Fe, Paz, Gracia, Esperanza

(Santísima Trinidad: Proverbios 8:22-31; Romanos 5:1-5; Juan 16:12-15)

En su oración un asombrado salmista le pregunta a Dios, ¿Qué es el hombre para que pienses en él, el ser humano para que lo cuides? Esta es una pregunta muy importante, que nos deberíamos hacer de nuevo al leer las últimas palabras de la primera lectura, cuando la Sabiduría, la colaboradora de Dios en la creación, declara, “Mi delicia era estar con los hijos de los hombres”.

Podríamos hacernos la misma pregunta acerca de Nuestra Señora de La Salette. ¿Por qué le deberíamos importar? ¿Por qué se ocupa tanto de nosotros, cuando ella misma nos dice que nunca podríamos recompensarle? Y fue obvio en su aparición que ella no sintió alegría por su pueblo, sino un motivo para llorar.

¿Qué tiene que ver esto con la Trinidad? El Hijo de Dios, su Hijo, es visible sobre el pecho de María. El Espíritu, que como Jesús dice en el Evangelio, “los introducirá en toda la verdad” puede ser percibido en el mensaje y en la misión de los niños. Y es, por supuesto, el Padre, no María, el que santificó el séptimo día y se lo reservó para sí mismo.

Aquellas conexiones, sin embargo, no son necesariamente las más importantes. La segunda lectura puede ser aún más relevante. Pablo, inspirado por el Espíritu, escribe: “Justificados por la fe, estamos en paz con Dios, por medio de nuestro Señor Jesucristo. Por Él hemos alcanzado, mediante la fe, la gracia en la que estamos afianzados, y por Él nos gloriamos en la esperanza de la gloria de Dios”.

- **MATERIAL PROPORCIONADO**
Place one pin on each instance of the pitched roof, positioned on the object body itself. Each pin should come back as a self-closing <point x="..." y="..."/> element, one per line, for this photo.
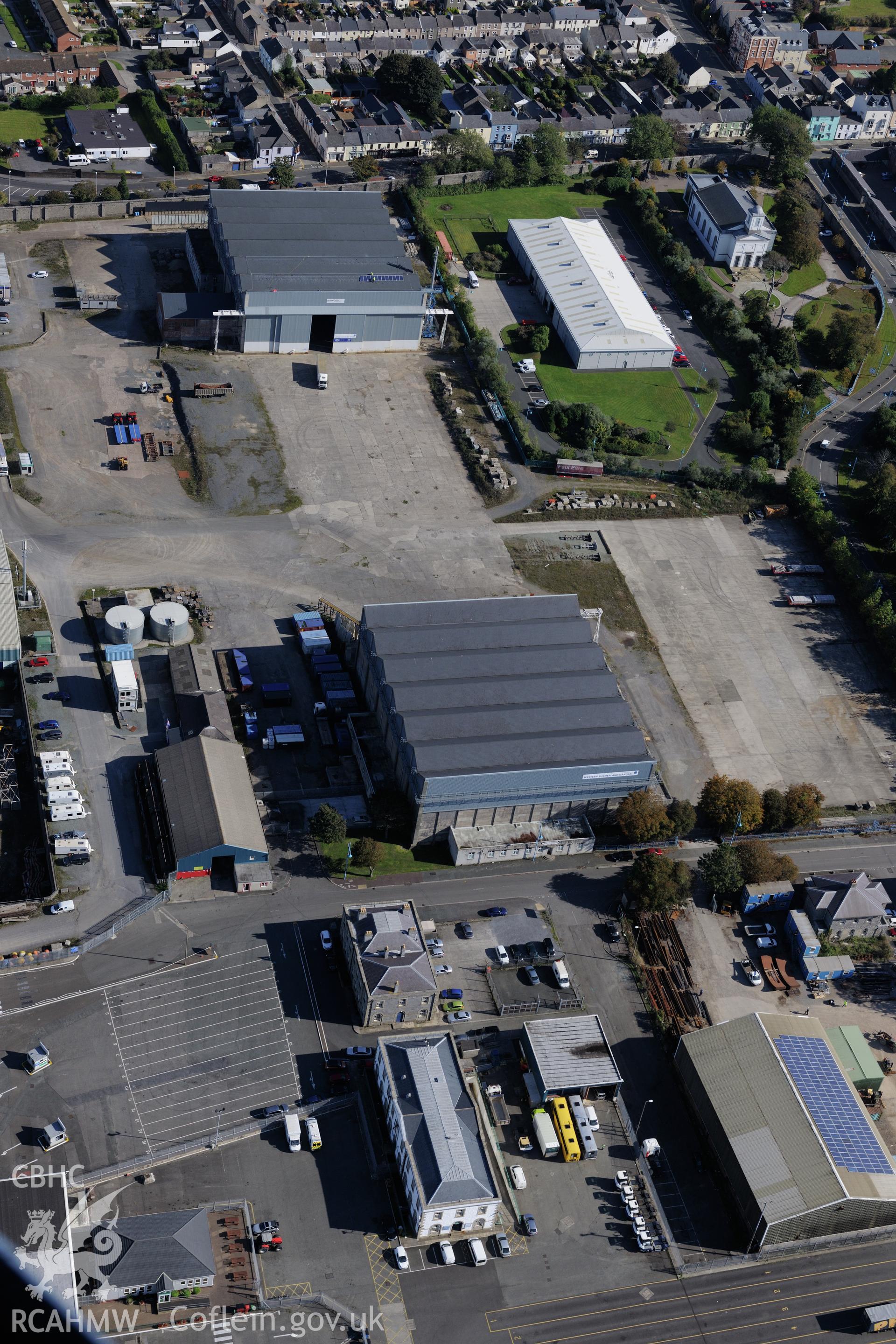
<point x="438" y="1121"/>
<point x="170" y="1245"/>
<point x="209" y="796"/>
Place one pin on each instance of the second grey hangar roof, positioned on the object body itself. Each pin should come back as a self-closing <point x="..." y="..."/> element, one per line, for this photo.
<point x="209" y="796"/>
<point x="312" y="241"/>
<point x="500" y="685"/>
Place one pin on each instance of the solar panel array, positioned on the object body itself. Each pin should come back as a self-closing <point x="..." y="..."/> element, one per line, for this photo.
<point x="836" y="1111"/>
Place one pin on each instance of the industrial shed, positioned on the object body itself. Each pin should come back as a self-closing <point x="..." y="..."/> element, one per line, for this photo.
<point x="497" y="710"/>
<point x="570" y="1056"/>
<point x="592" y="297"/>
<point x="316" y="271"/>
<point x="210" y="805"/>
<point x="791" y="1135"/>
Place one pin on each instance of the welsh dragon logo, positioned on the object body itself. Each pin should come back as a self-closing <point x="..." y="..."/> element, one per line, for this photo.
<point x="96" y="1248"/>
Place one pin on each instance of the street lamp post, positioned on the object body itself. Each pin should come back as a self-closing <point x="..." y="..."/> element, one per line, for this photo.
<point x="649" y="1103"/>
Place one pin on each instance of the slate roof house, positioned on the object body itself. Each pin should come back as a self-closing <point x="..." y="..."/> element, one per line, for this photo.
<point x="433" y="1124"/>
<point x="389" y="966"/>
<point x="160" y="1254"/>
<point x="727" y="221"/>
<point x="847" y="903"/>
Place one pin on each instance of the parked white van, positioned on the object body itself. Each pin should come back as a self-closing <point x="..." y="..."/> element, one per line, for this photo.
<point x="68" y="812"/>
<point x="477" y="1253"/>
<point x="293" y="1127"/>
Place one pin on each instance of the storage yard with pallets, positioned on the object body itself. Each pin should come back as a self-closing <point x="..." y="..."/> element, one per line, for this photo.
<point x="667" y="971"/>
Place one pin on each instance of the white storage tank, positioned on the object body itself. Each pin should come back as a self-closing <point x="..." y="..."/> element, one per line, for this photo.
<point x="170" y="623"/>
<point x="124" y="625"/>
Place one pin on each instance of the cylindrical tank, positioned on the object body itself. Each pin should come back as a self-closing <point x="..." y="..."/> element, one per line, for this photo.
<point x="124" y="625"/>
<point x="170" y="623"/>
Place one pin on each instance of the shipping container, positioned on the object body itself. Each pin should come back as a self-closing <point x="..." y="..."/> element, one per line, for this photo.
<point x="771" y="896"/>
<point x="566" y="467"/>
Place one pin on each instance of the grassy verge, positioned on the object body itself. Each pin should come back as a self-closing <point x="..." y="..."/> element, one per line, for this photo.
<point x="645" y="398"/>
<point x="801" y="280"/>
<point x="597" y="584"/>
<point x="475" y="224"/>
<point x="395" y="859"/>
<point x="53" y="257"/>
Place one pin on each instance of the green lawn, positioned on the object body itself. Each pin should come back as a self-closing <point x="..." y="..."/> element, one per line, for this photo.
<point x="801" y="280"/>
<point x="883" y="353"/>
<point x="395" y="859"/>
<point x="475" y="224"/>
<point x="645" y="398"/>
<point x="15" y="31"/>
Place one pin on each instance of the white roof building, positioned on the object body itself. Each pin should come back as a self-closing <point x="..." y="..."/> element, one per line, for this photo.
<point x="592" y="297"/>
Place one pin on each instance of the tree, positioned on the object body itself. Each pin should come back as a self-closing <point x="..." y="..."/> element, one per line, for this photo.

==

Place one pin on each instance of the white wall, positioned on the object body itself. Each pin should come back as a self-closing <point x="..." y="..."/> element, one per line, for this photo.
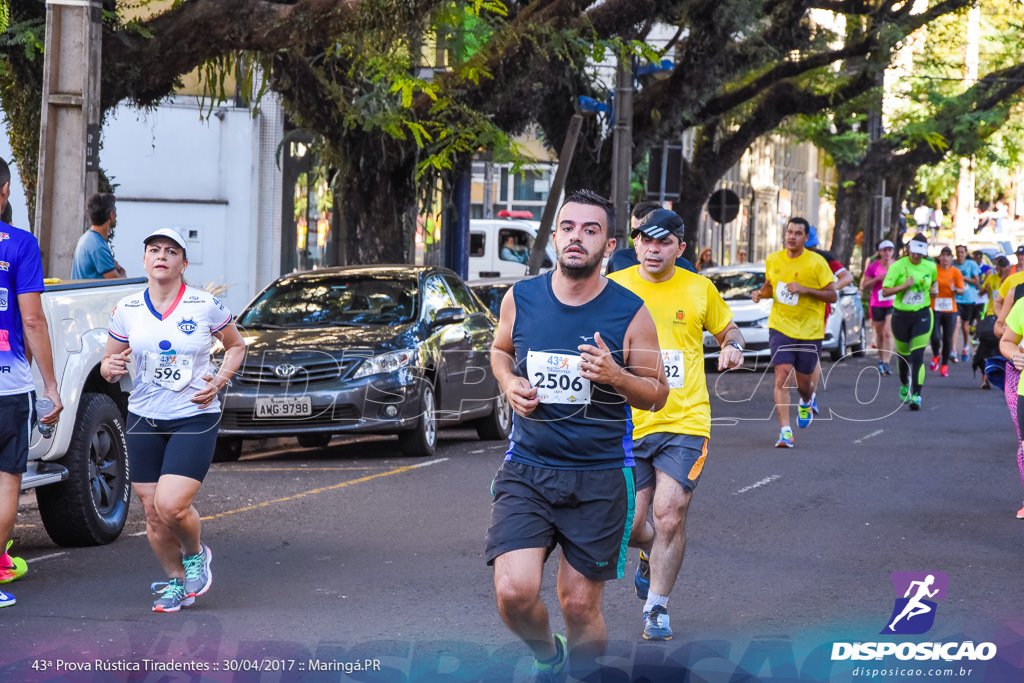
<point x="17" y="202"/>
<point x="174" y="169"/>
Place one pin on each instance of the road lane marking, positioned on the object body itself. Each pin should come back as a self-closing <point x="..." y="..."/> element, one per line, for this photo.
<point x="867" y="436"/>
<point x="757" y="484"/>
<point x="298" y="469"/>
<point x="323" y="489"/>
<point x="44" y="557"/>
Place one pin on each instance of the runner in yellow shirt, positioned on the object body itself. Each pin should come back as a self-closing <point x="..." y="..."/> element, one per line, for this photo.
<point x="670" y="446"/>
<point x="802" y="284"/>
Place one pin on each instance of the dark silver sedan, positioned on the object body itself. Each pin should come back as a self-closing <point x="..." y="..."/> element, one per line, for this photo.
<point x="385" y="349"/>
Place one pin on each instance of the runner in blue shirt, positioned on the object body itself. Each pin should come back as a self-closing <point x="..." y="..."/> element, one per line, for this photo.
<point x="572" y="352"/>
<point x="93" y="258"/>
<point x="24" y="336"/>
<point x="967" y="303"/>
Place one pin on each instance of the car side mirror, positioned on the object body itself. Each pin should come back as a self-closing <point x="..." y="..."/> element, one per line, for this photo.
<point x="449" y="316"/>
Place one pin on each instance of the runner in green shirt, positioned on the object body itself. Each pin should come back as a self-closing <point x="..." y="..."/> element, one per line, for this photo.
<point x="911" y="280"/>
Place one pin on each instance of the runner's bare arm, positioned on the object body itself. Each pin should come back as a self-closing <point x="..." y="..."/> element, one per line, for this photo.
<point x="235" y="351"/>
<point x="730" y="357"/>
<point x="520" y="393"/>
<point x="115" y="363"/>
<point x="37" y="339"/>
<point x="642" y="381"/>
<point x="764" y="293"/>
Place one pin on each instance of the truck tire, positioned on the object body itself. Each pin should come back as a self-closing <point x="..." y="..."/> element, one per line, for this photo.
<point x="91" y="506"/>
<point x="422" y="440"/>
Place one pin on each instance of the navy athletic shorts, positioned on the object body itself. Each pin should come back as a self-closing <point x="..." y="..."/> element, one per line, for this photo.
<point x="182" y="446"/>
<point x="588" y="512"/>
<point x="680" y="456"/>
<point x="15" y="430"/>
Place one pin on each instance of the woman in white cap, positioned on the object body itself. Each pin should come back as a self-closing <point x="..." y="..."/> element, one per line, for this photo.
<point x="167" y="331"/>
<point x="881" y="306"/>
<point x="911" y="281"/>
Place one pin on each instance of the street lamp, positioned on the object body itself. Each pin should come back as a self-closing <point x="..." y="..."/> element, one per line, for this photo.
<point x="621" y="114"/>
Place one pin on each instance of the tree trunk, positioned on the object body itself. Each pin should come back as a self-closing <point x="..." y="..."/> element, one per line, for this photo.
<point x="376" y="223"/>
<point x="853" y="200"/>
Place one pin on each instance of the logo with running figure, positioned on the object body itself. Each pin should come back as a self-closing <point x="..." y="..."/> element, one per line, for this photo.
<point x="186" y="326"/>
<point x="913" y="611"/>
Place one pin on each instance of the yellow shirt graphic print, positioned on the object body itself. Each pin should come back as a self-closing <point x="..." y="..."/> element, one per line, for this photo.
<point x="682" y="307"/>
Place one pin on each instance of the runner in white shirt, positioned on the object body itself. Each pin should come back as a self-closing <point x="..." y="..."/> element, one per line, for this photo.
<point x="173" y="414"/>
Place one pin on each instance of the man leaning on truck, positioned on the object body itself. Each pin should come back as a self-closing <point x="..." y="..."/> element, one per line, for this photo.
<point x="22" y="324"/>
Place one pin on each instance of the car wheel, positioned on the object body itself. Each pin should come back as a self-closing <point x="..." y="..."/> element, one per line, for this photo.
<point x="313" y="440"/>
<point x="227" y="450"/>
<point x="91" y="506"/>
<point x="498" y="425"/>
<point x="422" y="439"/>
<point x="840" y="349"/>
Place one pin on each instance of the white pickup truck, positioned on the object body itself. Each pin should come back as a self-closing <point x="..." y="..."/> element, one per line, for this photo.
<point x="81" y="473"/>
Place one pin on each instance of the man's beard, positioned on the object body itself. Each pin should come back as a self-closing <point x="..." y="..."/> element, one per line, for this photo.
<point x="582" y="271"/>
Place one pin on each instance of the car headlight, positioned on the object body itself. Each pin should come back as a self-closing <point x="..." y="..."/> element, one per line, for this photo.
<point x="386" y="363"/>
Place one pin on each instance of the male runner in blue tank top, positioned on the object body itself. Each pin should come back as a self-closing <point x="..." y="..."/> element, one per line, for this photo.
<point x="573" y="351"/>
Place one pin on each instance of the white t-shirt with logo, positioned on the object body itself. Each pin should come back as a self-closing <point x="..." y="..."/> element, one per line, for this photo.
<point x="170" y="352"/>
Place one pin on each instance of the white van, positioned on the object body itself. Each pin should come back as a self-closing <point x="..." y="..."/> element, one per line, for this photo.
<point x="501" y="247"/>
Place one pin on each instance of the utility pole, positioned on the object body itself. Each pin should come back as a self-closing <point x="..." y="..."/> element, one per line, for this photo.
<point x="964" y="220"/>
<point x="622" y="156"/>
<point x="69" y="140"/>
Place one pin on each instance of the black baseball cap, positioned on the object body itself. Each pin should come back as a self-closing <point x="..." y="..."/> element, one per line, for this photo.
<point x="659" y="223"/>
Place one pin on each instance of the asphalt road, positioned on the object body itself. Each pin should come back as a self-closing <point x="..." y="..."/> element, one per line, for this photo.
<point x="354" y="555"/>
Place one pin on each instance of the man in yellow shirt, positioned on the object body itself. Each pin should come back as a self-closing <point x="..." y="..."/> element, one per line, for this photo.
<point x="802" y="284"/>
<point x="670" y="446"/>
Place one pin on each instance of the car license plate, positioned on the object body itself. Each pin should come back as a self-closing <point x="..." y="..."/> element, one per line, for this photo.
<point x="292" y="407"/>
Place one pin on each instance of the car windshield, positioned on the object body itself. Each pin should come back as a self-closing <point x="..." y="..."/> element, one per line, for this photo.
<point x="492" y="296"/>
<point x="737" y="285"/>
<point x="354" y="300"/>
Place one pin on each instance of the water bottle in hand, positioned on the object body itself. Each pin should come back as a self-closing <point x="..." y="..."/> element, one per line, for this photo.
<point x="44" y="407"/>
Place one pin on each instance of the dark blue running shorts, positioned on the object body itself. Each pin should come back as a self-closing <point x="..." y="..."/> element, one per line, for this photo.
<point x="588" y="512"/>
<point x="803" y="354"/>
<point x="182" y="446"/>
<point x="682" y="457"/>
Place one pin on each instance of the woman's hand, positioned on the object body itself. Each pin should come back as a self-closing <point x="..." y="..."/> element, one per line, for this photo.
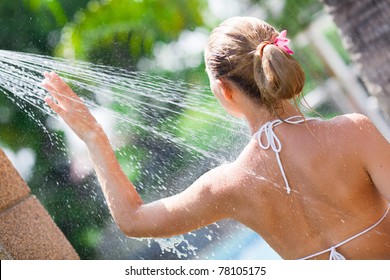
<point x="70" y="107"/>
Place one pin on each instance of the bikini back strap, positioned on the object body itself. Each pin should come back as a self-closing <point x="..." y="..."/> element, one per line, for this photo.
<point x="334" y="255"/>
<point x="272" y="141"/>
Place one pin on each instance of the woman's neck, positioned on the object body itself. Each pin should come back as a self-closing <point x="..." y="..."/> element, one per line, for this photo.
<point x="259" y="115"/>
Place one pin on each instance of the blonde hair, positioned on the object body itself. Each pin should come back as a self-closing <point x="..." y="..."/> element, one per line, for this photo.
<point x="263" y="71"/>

---

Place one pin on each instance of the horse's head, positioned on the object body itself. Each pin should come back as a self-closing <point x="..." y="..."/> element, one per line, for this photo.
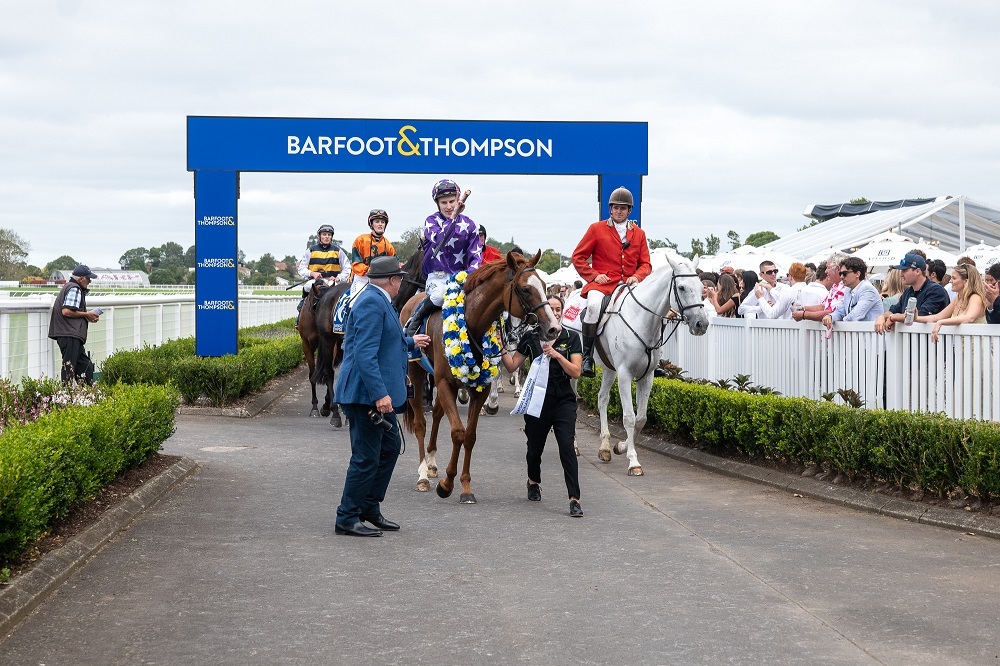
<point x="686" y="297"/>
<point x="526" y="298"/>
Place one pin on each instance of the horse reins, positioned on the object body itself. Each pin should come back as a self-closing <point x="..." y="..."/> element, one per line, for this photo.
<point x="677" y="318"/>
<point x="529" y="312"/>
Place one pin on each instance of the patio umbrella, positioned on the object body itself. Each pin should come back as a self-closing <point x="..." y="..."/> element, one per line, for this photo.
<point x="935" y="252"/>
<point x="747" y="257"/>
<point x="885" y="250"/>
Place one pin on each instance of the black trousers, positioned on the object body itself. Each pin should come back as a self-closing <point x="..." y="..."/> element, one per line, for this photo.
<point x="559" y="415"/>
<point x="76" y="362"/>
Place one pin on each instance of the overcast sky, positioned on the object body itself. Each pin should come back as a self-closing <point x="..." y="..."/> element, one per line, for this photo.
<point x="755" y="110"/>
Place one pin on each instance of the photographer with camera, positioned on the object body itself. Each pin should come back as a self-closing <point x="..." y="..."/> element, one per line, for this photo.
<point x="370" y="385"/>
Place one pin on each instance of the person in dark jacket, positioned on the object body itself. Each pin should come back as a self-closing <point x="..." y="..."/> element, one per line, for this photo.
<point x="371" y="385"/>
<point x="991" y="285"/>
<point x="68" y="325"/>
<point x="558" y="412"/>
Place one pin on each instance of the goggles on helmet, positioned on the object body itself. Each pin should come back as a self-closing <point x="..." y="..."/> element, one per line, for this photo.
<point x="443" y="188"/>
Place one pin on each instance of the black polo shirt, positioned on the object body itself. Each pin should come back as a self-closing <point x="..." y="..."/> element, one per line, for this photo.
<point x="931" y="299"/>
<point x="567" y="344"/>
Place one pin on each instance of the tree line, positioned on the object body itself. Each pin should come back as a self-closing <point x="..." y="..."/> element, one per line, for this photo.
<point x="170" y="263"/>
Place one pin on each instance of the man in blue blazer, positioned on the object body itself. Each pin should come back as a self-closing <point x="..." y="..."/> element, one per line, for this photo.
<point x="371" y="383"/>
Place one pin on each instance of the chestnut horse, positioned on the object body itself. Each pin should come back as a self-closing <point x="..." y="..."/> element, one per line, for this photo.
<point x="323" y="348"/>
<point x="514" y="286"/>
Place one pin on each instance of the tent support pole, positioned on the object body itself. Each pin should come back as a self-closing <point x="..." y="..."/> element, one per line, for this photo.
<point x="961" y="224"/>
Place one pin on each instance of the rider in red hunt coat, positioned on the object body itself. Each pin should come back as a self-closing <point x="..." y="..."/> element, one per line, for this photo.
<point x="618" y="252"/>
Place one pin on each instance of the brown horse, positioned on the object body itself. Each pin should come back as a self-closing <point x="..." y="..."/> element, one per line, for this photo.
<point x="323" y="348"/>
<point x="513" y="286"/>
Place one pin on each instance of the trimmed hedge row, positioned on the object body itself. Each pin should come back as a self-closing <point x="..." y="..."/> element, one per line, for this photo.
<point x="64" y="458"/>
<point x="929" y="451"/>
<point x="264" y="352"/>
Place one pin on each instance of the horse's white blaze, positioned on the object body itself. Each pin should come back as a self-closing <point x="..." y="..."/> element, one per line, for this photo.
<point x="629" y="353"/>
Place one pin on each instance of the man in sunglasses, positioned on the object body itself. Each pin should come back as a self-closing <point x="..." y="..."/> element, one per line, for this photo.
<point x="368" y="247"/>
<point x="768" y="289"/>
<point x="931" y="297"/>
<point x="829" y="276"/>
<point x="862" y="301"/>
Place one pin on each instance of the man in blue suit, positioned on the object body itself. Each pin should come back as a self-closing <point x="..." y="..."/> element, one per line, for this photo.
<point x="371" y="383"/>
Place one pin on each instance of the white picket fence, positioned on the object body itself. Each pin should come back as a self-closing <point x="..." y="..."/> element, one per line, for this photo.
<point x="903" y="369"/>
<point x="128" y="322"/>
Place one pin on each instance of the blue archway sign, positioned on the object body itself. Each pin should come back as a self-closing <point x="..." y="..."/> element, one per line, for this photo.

- **CONSIGNA 1**
En el texto sobre la Santísima Trinidad y La Salette, ¿qué es visible sobre el pecho de María?
- **CONSIGNA 2**
Prosigue el texto sobre la Santísima Trinidad y La Salette a partir de su última frase.

- **RESPUESTA ESCRITA 1**
El Hijo de Dios.

- **RESPUESTA ESCRITA 2**
María vino a revivir nuestra fe y nuestra esperanza, a restaurar nuestra paz, y a renovar nuestro acceso a la gracia, al llevarnos de nuevo a la participación de los sagrados misterios y a una relación amorosa y orante con Dios el Padre, el Hijo y el Espíritu. ¿Acaso no deberíamos estar agradecidos por esta dedicación, deleitándonos en aquel que se deleita en nosotros?

Toda la historia de la salvación gira en torno a esta realidad. De toda la creación, la raza humana es la favorita de Dios. No es de extrañarse – y sin embargo ¡es una cosa tan maravillosa! – que él se manifieste a nosotros de tantas maneras, incluso al revelarnos la Trinidad.

La Bella Señora, también, ha emprendido grandes trabajos por nosotros. ¿Cómo podría ella olvidar las circunstancias en las que Jesús le encomendó su “pueblo”? Tampoco nosotros debemos olvidar aquel momento.

Traducción: Hno. Moisés Rueda, M.S.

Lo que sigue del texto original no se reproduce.